● **About this task**: Pull each line holding "stone" out of the entries below.

● **Excerpted records**:
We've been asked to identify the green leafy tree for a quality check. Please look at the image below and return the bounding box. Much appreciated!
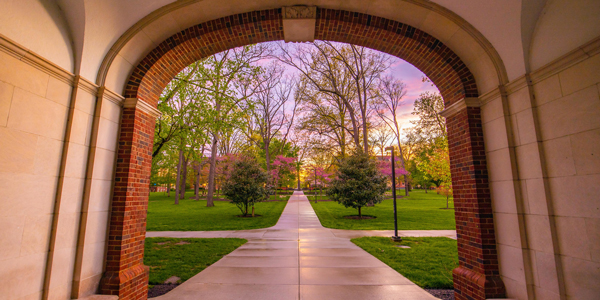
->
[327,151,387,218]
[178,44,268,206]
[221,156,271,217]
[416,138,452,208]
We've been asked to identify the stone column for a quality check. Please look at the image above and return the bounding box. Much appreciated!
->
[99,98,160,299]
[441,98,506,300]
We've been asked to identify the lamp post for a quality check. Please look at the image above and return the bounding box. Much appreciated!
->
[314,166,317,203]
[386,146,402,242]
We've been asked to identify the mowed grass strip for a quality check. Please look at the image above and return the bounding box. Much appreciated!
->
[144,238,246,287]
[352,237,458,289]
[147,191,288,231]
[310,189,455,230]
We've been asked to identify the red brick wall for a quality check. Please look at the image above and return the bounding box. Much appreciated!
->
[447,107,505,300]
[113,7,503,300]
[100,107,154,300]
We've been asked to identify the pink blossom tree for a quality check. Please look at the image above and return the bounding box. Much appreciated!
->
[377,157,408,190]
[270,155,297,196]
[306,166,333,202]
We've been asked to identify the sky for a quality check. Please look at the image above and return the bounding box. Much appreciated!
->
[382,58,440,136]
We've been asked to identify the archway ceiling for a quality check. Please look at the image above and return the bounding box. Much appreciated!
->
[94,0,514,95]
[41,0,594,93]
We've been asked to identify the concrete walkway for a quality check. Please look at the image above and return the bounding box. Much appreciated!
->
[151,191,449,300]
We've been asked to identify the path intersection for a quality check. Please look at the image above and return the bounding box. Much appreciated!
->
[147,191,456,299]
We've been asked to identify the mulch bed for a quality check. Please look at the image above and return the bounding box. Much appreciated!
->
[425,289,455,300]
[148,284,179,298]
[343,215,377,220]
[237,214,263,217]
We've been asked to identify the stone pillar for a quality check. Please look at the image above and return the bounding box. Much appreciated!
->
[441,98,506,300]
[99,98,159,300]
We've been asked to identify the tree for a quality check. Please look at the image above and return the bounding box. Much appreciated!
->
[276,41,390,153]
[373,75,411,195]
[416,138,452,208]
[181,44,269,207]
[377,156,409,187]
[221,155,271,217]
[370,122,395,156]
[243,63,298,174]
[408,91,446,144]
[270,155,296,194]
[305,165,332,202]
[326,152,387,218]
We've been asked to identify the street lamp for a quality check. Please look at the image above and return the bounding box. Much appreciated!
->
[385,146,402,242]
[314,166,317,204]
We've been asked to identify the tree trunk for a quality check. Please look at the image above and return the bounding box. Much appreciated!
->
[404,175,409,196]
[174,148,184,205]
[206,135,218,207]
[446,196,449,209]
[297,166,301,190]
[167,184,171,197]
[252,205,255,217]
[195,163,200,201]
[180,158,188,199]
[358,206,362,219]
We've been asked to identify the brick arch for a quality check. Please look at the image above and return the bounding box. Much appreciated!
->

---

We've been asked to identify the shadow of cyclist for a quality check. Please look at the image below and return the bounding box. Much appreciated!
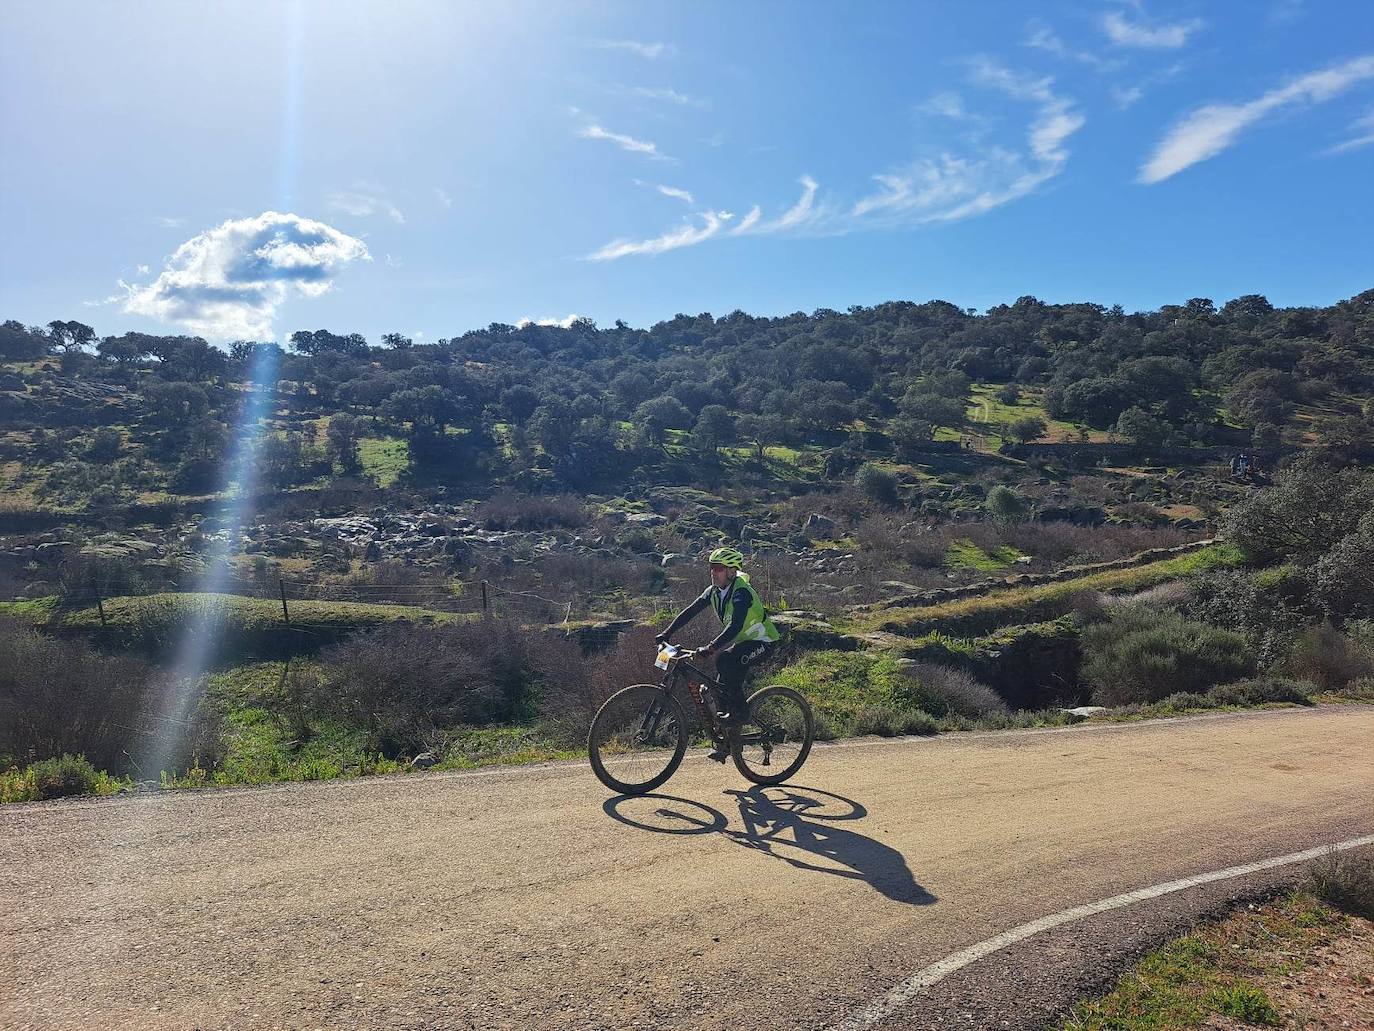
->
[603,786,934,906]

● **Written solution**:
We've been asked to identify the stone column for a quality check. Please look at the image above and return the bounding box. Much appreciated!
We've been asked to identify the stone pillar for a quality check. Please look at the image above and return the bounding box. Much appreciated!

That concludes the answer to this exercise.